PROVIDED TEXT →
-- Start --

I think a very relevant development is the financial sector. Banks, insurers, institutional investors have transformed from conservative to boosters in the last 1-3 years. More and more economists and financially driven people understand very well that transformation must take place, simply for financial reasons. The term “resilient” and “sustainable” seem to be linked. And certainly for risk-averse institutions, this is a very important connection. Many banks are ‘converting’ and positioning themselves as increasingly green and social. Whereas the sector was blamed for the crisis in 2008, the same sector is now taking the lead.

The end of the tunnel

But all this together does not seem sufficient to bring the huge transformation from “old” economic thinking and action to the “new” sustainable and inclusive economy. At least not fast enough. I’ve argued it before, we need evolution, not revolution, because we want lasting change. But when evolution is visibly not moving fast enough, impatience also increases. Impact measurement is an answer to that impatience and shows the light at the end of the tunnel.

This applies not only to the social challenges we face, but certainly also to the performance of companies in this area. To cite a bank example, what is the impact of providing a green mortgage? Sustainable because there are energy label requirements attached to the mortgage. But also social because someone can buy a home. Quantifying such a transaction for impact makes little sense, but when it comes to all transactions in this area from a mortgage provider, the impact suddenly becomes a lot clearer. With this, the impact of the transition from the “old” mortgage form to the “new” suddenly becomes visible and valuable. And by tracking this impact over time and even sector wide, it becomes clear how far along we are with the transition.

Based on impact valuations, social goals and commercial goals of an organization can coincide and eventually even add up. Every organization should calculate their social impact and steer toward it. Publication is not necessary, but it is inspiring. That will encourage more organization to interpret their transformation from “old” to “new” economy.

-- End --

PROBLEM TO WORK ON →
Answer these questions using the text on impact measurement.
(a) Over what period have banks, insurers and institutional investors changed from conservative to boosters?
(b) What is impact measurement said to be an answer to?
(c) In the green mortgage example, what makes the mortgage sustainable, and what makes it social?

SUPPLIED DATA →
-- Start --

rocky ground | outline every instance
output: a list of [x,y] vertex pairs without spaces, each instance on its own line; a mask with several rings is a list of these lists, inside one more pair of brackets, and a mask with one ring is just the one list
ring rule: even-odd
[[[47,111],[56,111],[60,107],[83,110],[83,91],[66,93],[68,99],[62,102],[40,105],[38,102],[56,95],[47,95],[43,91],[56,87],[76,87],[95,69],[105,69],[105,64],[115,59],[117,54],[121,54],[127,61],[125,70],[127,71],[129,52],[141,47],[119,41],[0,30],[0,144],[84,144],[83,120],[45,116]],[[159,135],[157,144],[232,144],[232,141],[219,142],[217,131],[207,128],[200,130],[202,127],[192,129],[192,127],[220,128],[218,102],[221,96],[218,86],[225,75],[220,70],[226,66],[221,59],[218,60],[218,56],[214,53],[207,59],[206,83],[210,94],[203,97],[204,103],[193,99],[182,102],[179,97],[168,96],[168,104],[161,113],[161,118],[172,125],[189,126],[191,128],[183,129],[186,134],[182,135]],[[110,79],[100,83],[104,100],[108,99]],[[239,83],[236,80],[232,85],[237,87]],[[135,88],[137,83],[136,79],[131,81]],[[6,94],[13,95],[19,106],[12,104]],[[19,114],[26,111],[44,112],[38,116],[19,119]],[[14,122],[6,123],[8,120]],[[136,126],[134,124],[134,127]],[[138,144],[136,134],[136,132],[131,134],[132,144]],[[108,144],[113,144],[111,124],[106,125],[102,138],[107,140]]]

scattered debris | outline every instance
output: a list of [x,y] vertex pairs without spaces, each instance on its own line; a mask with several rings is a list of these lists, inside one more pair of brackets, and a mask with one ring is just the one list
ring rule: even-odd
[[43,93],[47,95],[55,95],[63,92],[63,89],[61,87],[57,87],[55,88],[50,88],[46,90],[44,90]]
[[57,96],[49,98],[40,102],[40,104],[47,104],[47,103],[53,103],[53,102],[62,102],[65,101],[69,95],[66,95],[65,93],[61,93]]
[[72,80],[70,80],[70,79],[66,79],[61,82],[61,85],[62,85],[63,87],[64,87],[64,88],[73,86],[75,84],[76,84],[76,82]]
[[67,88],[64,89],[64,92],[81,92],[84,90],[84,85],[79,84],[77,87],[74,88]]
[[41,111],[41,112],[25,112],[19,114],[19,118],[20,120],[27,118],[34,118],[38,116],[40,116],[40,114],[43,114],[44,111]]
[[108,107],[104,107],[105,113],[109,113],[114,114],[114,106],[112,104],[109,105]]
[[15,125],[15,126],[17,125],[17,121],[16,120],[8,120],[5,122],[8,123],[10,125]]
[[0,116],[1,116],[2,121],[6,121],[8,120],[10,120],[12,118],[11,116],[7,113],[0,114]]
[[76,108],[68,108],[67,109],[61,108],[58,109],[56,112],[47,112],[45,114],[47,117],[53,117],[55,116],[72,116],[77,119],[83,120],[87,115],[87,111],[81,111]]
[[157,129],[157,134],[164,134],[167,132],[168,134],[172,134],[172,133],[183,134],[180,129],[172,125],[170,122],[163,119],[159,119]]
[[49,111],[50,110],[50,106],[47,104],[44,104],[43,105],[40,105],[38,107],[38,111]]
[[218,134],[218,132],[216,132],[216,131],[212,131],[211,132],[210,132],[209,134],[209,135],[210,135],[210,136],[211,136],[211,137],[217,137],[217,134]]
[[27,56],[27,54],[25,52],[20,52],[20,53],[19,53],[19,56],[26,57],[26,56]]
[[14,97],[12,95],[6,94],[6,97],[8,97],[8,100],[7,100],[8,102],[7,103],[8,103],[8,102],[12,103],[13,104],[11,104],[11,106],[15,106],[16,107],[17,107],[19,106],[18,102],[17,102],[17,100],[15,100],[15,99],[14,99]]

-- End --
-- Start --

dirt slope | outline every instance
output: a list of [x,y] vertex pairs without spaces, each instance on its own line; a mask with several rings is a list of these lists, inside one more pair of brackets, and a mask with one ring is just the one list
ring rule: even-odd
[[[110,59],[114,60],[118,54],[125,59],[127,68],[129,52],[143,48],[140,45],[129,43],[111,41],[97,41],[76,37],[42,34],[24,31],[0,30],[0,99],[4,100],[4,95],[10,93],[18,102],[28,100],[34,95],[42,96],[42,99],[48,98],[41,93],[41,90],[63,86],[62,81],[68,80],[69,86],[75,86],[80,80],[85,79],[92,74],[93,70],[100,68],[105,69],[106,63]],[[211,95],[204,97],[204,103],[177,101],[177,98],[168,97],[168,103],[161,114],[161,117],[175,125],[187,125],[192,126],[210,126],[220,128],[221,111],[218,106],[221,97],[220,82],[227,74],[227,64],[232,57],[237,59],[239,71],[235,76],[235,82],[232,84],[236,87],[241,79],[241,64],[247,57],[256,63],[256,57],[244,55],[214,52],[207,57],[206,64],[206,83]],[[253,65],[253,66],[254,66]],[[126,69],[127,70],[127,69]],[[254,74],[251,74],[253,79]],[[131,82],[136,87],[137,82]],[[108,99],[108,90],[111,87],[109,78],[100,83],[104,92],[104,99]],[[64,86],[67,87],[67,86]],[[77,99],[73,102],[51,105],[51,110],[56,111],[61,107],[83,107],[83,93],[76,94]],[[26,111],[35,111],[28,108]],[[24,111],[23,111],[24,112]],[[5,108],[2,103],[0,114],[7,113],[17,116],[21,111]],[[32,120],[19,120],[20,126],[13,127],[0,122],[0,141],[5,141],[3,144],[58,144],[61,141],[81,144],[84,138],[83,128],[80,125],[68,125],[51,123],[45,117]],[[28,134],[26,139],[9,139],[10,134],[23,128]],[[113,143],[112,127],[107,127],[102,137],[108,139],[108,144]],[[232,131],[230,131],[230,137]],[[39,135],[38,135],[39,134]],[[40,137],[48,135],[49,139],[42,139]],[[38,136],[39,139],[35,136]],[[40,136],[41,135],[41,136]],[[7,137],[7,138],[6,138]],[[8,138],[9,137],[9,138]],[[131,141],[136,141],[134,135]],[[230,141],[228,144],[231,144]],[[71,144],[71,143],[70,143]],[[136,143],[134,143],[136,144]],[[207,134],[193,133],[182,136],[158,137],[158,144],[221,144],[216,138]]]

-- End --

WRITTEN REPLY →
(a) The last 1-3 years.
(b) Impatience, which grows when evolution is visibly not moving fast enough.
(c) It is sustainable because energy label requirements are attached to it, and social because someone can buy a home.